Supplied information –
════════════════════
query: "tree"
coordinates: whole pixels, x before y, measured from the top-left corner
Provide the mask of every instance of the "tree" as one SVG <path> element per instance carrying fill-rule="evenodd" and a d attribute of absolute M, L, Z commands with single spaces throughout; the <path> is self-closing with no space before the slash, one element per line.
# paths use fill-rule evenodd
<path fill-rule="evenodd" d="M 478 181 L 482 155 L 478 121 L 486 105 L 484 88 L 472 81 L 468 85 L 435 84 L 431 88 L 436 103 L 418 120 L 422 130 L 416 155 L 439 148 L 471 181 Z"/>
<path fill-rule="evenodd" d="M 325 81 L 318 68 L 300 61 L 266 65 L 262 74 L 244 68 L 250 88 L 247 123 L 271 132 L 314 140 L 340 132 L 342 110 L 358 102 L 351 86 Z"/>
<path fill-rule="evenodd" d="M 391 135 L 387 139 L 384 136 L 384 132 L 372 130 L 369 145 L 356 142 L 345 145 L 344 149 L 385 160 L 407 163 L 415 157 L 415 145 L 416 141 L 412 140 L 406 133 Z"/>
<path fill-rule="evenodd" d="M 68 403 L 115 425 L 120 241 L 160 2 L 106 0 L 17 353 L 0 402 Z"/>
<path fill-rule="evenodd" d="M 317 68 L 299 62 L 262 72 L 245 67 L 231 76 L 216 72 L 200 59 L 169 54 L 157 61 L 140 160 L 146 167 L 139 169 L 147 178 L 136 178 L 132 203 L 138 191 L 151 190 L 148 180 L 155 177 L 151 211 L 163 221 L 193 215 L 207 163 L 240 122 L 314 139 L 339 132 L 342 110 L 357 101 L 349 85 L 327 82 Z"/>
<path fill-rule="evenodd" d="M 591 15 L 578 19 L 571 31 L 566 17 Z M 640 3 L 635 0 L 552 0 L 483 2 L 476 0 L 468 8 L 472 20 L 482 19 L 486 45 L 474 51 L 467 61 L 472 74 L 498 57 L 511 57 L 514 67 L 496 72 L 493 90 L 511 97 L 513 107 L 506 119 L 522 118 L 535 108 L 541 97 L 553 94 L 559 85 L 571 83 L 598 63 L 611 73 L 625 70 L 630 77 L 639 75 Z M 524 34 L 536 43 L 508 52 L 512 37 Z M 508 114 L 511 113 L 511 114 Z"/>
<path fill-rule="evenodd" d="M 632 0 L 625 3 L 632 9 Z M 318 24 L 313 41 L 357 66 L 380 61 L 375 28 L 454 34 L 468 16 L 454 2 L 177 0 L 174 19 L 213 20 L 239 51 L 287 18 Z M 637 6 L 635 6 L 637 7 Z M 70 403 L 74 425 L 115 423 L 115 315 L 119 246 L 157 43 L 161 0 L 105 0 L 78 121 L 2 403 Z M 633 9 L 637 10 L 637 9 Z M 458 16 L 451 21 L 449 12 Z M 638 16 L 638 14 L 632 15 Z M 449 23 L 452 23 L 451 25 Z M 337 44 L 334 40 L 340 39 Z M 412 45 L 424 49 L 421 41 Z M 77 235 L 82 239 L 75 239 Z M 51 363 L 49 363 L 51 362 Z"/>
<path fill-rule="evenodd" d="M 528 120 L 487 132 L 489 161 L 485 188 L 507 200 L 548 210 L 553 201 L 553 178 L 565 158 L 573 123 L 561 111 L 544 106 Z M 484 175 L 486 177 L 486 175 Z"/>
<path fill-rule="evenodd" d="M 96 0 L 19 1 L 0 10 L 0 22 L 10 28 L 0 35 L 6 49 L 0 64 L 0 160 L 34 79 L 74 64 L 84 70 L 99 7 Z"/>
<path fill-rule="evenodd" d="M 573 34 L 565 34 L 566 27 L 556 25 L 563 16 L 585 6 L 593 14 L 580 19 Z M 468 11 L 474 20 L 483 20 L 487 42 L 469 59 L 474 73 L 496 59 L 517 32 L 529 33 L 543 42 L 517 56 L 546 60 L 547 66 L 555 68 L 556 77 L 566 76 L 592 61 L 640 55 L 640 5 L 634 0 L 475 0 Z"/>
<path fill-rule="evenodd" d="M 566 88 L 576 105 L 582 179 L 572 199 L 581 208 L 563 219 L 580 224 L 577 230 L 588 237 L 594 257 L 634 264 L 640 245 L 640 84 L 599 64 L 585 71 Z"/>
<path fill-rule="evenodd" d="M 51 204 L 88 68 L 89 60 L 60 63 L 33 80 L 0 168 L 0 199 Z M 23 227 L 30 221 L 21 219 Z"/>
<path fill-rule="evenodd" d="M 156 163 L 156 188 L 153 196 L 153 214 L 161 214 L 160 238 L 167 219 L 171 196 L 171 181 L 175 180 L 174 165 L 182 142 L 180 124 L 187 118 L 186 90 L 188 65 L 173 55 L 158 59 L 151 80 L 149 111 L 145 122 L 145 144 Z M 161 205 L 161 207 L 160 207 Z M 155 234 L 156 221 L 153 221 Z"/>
════════════════════
Take every line from the data that contains the word "tree".

query: "tree"
Provide the mask of every instance of the "tree" as one SVG <path> element per instance carrying fill-rule="evenodd" and a d attribute of absolute M, L, Z commands with single spaces throughout; the <path> is self-closing with no space before the slash, one element per line.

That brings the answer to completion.